SimCenter Forum

Research in Natural Hazards Engineering => Uncertainty Quantification (quoFEM) => Topic started by: atish on October 25, 2023, 04:55:13 AM

Title: Using quoFEM for GP based Surrogate Modelling and Sensitivity Analysis,
Post by: atish on October 25, 2023, 04:55:13 AM

Dear SimCenter Team,

I am a PhD student at the University of New South Wales, Australia. Currently, I am working on a global sensitivity analysis using a high-fidelity atmospheric model. I have considered 50 reaction rates (input parameter) as my input quantity of interest, whose effects I will be quantifying. Using 512 sets of perturbed reaction rates, I tried to run my model and perform sobol analysis. However, my sobol indices are not converging, as I think my sample size is small. Now I have decided to create a surrogate model using the Gaussian Process (GP) Regression method and then perform sobol analysis. I am new to machine learning.

My question:
1. Since my input parameter is 50 and I have 512 output data, can I use quoFEM to perform sensitivity analysis.
2. If not, then can I use quoFEM to create GP based surrogate model.

Title: Re: Using quoFEM for GP based Surrogate Modelling and Sensitivity Analysis,
Post by: Sang-ri on October 25, 2023, 08:45:04 PM

Hi,

Thanks for the post! I have some quick questions before going into details.

1. Can you let me know the dimensions of the model input (=number of the parameters whose contribution to the responses will be inspected) and output (=number of the responses from a simulation run) of interest? I am assuming that the output dimension is 50, but I just wanted to clarify. I believe the number of simulations you ran is 512.

2. Regarding the sensitivity analysis that did not converge, was it performed using quoFEM?

Thanks,
Sang-ri

Title: Re: Using quoFEM for GP based Surrogate Modelling and Sensitivity Analysis,
Post by: atish on October 30, 2023, 02:37:26 AM

Thanks, Sang-ri.

● **Exercises to complete**
(1) In the quoFEM forum thread, how many sets of perturbed reaction rates did atish use to run the model?
(2) Extend the quoFEM forum thread, picking up right after its last line.

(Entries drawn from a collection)
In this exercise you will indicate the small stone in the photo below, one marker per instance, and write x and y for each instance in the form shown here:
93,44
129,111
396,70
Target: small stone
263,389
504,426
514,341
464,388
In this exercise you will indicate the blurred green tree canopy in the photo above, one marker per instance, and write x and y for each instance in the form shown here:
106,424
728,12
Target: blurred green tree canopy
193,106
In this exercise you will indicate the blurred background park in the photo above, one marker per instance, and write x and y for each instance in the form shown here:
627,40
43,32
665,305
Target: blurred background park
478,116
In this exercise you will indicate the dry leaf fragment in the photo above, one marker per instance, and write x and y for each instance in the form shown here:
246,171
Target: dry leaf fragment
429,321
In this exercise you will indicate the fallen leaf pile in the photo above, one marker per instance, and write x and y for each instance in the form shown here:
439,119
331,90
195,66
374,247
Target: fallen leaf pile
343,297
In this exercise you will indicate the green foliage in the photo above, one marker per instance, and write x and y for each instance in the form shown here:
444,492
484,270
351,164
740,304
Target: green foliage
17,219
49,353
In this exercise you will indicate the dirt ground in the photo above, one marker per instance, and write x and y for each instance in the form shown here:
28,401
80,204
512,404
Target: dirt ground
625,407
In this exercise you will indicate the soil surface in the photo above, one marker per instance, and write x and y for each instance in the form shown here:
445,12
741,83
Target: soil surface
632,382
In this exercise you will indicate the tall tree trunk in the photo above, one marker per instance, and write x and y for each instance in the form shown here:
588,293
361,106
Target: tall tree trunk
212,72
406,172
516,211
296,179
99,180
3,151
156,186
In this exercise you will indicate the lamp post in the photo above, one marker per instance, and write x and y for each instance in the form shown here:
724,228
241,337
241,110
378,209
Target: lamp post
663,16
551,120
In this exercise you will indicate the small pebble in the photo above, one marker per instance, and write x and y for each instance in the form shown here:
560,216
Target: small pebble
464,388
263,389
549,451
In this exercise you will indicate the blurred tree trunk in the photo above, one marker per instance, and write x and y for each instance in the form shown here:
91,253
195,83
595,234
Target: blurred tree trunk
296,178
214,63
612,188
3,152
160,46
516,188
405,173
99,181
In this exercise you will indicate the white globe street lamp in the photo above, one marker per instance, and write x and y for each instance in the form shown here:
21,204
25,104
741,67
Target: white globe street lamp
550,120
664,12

● **Exercise answers**
(1) 512 sets.

(2)
My apologies for the late reply. I have been feeling unwell for the past few days.

1. The dimension of my model input is 50. I have chosen 50 chemical reaction rates whose contribution I would like to inspect. The atmospheric model that I am working on is the Globol Ionosphere Thermosphere Model (GITM), which outputs many parameters, but I will try to focus on baseline parameters such as neutral temperature, nitric oxide density, neutral density, and electron density. Let's say, for now, my output dimension is 4.

2. No, I have not used quoFEM before. Previously, I tried to use the SALib - Sensitivity Analysis Library in Python to perform Sobol Analysis. The result was not good.

I have 512 simulation data which I obtained when I ran my model using 512 different sets of perturbed reaction rates. Each set of perturbed reaction rates contains 50 reaction rates. I generated these 512 sets of perturbed reaction rates using Monte Carlo simulation.

Regards,
Atish

Title: Re: Using quoFEM for GP based Surrogate Modelling and Sensitivity Analysis,
Post by: Sang-ri on October 30, 2023, 07:36:22 PM

Hi Atish,

Thanks much for clarifying! I hope you get fully recovered soon.

Dealing with high-dimensional input is typically more tricky than high-dimensional output, partially because of the algorithmic challenges (e.g. the number of parameters to be optimized increases), but more importantly, because this means it is likely that the sensitivity index values are very low. In an extreme case, imagine the case where 50 variables equally contribute to the response - the sensitivity of each variable can be less than 0.02, and getting the estimation accuracy of this level will require an enormous number of samples. With 512 samples, the estimation can be significantly perturbed by the sampling variability. However, on the other hand, if only a few variables actually dominate the response of your model, some algorithms can work. The best way to figure it out is to test it out :)

To run quoFEM analysis using existing Monte Carlo results, please follow the below:

In the UQ tab, select "Sensitivity Analysis"-"SimCenterUQ"-"Import Data Files". Set # samples to 512 and import the data files that are prepared following the instructions (https://nheri-simcenter.github.io/quoFEM-Documentation/common/user_manual/usage/desktop/SimCenterUQSensitivity.html#lblsimsensitivity).
In the FEM tab, select "none".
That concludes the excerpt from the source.